→ **SÉRIE D'EXERCICES**
A – Citez tous les juges qui composent le tribunal dans l'arrêt, avec la fonction de chacun.
B – Répondez aux questions suivantes à partir de l'arrêt :
(i) À quelle date a eu lieu la procédure orale ?
(ii) Quels étaient le grade et l'échelon de M. Connolly à la date des faits ?
(iii) Qui est le greffier ?
C – Poursuivez l'arrêt là où il s'interrompt.

→ **EXTRAIT DE PAGE**
◇ ◇ ◇ ◇ ◇

Language of document : ECLI:EU:T:1999:103

ARRÊT DU TRIBUNAL (première chambre)

19 mai 1999 (1)

«Fonctionnaires — Article 90, paragraphe 1, du statut — Recours en indemnité — Procédure précontentieuse non conforme au statut — Irrecevabilité»

Dans l'affaire T-214/96,

Bernard Connolly, ancien fonctionnaire de la Commission des Communautés européennes, demeurant à Everberg (Belgique), représenté par Mes Jacques Sambon et Pierre-Paul Van Gehuchten, avocats au barreau de Bruxelles, ayant élu domicile à Luxembourg en l'étude de Me Louis Schiltz, 2, rue du Fort Rheinsheim,

partie requérante,

contre

Commission des Communautés européennes, représentée par MM. Gianluigi Valsesia, conseiller juridique principal, et Julian Currall, membre du service juridique, en qualité d'agents, ayant élu domicile à Luxembourg auprès de M. Carlos Gómez de la Cruz, membre du service juridique, Centre Wagner, Kirchberg,

partie défenderesse,

ayant pour objet une demande en réparation du préjudice matériel et moral que le requérant estime avoir subi à la suite de la publication, dans la presse, de plusieurs informations et déclarations le concernant,

LE TRIBUNAL DE PREMIÈRE INSTANCE

DES COMMUNAUTÉS EUROPÉENNES (première chambre),

composé de MM. B. Vesterdorf, président, J. Pirrung et M. Vilaras, juges,

greffier: M. H. Jung,

vu la procédure écrite et à la suite de la procédure orale du 10 février 1999,

rend le présent

Arrêt

Faits à l'origine du litige

1.
    A la date des faits, le requérant, M. Connolly, était fonctionnaire, de grade A 4, échelon 4, de la Commission, et chef de l'unité 3 «SME, politiques monétaires nationales et communautaire» au sein de la direction D «affaires monétaires» de la direction générale des affaires économiques et financières.

2.

◇ ◇ ◇ ◇ ◇

(Extraits de données de pointage)
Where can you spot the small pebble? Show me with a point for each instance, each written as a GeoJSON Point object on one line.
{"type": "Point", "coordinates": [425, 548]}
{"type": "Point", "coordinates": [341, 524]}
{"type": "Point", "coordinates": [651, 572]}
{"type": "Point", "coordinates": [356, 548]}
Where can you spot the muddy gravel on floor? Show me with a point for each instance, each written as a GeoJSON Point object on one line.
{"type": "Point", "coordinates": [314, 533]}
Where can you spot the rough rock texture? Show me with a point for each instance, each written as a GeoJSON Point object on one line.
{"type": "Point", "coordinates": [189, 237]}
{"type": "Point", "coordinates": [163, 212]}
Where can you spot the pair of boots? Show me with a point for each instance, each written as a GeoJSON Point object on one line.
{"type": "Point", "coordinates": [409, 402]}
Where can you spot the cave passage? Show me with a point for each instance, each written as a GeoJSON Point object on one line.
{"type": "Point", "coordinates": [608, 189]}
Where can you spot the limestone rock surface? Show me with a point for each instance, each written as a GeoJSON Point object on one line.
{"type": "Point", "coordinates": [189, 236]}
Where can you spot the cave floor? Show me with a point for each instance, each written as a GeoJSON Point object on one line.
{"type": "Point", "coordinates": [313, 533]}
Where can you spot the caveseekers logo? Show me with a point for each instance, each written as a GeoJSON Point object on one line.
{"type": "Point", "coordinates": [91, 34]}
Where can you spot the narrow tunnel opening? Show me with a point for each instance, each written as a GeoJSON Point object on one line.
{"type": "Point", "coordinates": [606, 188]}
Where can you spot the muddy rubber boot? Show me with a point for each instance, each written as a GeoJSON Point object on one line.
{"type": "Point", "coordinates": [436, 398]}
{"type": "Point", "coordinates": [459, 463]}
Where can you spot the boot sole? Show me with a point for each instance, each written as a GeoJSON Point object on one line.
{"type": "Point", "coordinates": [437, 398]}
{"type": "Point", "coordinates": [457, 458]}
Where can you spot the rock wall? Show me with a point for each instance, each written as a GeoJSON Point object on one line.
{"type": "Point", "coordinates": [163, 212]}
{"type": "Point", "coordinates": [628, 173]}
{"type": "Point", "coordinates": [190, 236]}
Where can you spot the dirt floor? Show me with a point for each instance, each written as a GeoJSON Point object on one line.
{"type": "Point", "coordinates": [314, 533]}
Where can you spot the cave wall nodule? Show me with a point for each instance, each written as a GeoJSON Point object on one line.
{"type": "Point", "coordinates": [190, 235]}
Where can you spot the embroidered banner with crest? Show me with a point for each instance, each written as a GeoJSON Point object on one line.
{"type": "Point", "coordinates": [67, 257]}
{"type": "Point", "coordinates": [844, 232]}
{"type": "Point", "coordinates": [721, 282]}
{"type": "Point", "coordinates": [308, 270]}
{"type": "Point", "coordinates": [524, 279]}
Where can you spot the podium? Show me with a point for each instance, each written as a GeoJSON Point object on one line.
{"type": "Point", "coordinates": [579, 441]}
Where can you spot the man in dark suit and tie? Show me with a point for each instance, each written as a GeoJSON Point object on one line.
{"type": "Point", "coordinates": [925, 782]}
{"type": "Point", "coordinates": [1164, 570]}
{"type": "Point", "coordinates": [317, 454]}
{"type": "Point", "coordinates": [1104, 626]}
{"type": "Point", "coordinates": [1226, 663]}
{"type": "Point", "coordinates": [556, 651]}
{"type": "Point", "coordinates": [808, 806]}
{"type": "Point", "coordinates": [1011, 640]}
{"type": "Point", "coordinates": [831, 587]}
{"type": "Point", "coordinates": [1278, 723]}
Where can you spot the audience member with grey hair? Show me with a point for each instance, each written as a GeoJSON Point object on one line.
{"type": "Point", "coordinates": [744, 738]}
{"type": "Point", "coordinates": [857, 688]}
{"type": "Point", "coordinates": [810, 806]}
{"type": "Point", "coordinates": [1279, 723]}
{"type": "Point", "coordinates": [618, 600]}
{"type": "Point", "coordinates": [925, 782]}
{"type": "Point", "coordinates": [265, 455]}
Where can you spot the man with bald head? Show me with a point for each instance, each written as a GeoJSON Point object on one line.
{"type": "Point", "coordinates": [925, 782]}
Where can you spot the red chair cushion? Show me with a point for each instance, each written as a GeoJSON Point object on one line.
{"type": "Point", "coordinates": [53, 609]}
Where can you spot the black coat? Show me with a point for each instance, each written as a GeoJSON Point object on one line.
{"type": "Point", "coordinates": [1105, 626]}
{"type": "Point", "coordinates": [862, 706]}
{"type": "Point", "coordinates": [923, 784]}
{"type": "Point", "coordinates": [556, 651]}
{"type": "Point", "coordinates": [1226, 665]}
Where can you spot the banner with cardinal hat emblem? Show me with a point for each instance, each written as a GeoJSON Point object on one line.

◇ ◇ ◇ ◇ ◇

→ **RÉSULTATS**
A –
M. B. Vesterdorf, président
M. J. Pirrung, juge
M. M. Vilaras, juge

B –
(i) Le 10 février 1999.
(ii) Grade A 4, échelon 4.
(iii) M. H. Jung.

C –
    Le 24 avril 1995, M. Connolly a présenté, en application de l'article 40 du statut des fonctionnaires des Communautés européennes (ci-après «statut»), une demande de congé de convenance personnelle, pour une période de trois mois, à compter du 3 juillet 1995. La Commission lui a accordé ce congé par décision du 2 juin 1995.

3.
    Par décision du 27 septembre 1995, la Commission a réintégré M. Connolly dans son emploi, à partir du 4 octobre 1995, conformément à sa demande.

4.
    Pendant son congé de convenance personnelle, M. Connolly a publié un livre intitulé: The rotten heart of Europe. The dirty war for Europe's money, sans demander l'autorisation préalable prévue par l'article 17, second alinéa, du statut.

5.
    Au début du mois de septembre, notamment du 4 au 10 septembre 1995, une série d'articles concernant ce livre a été publiée dans la presse européenne et surtout britannique.

6.
    Par lettre du 6 septembre 1995, le directeur général du personnel et de l'administration, en sa qualité d'autorité investie du pouvoir de nomination (ci-après «AIPN»), a notifié au requérant sa décision d'ouvrir une procédure disciplinaire contre lui pour violation des articles 11, 12 et 17 du statut, et l'a convoqué à une

audition préalable, en application de l'article 87 du statut. Le requérant a été entendu les 12 et 26 septembre 1995.

7.
    Par décision du 27 septembre 1995, prise en vertu de l'article 88 du statut, l'AIPN a suspendu le requérant de ses fonctions à compter du 3 octobre 1995.

8.
    Le 4 octobre 1995, l'AIPN a décidé de saisir le conseil de discipline, en application de l'article 1er de l'annexe IX du statut.

9.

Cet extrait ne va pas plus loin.